TASK SET:
a) According to the emergency fund text, what is the minimum amount of Essential Emergency Expenses you should set aside?
b) Reproduce the emergency fund text from "One way is to" up to and including "your vice here.".

GIVEN PASSAGE:
But Gail, I can hardly manage on the money I’m making now. Where am I supposed to get the money for an emergency fund?
Start small. If you don’t have much to save, it doesn’t matter — the important thing is just to start. Even if it’s only $20 per paycheck, start. As long as you haven’t started, you’re not building your emergency fund. Once you’ve started, you’re on your way and then it only becomes a matter of how to boost the amount you’re setting aside.
To create your emergency fund, set up an automatic deduction from your regular account to a high-interest savings account. Whether you go with ING Direct, The President, or your local credit union, find the account with the highest interest you can. Don’t settle for some pathetic savings account being touted as an “investment account” from your local bank. You work hard for your money, and your money should work just as hard for you.
One of the best ways to establish an emergency account is with a payroll deduction at work. This is particularly true for all of you people who have no discipline! Employers often offer the option of deducting some money from each of your pays and putting that money in a savings bond. There. You won’t even miss it since the money never hits your bank account. Of course you have to treat that money as sacred. If you pull the money out every time you Create A Stupid Emergency – gee honey, we really do need a new front door – then you’re playing a game with yourself, and you will LOSE!
Okay, once you’ve started your emergency fund, sticking away your $20, $30 or $50 a pay, you’re on your way. But you can’t pat yourself on the back just yet. Since the rule of thumb is that you need at least three months of Essential Emergency Expenses set aside, you must find a way to boost your savings to reach your goal in a reasonable period of time.
One way is to reduce what you’re spending in one category of your budget and send that money to your High Interest Savings Account. Most people have things they can cut back on. Do you buy coffee every day on the way to work? Do you smoke? Do you pick up the latest magazine at the checkout counter? Do you subscribe to premium cable? Do you go out for a drink with your friends after work? Buy your lunch at work? Pick up your favorite “stuff” whenever it’s on sale even though you already have 30 pairs of shoes, white shirts, handbags, DVDs, name your vice here.

RECORDED INFORMATION:
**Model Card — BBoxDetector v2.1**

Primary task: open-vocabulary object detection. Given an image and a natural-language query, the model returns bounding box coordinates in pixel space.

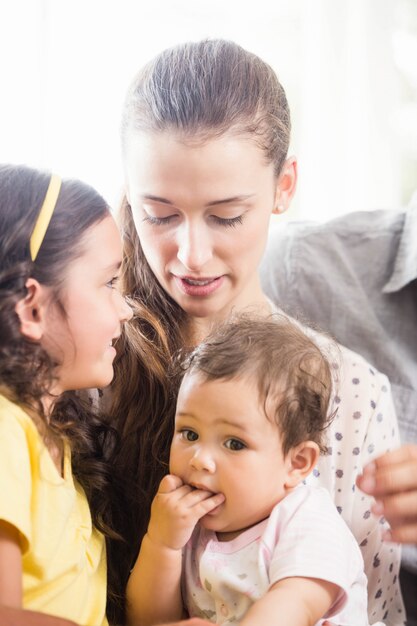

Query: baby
[128,316,368,626]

EXPECTED RESPONSES:
a) At least three months of Essential Emergency Expenses.

b)
One way is to reduce what you’re spending in one category of your budget and send that money to your High Interest Savings Account. Most people have things they can cut back on. Do you buy coffee every day on the way to work? Do you smoke? Do you pick up the latest magazine at the checkout counter? Do you subscribe to premium cable? Do you go out for a drink with your friends after work? Buy your lunch at work? Pick up your favorite “stuff” whenever it’s on sale even though you already have 30 pairs of shoes, white shirts, handbags, DVDs, name your vice here.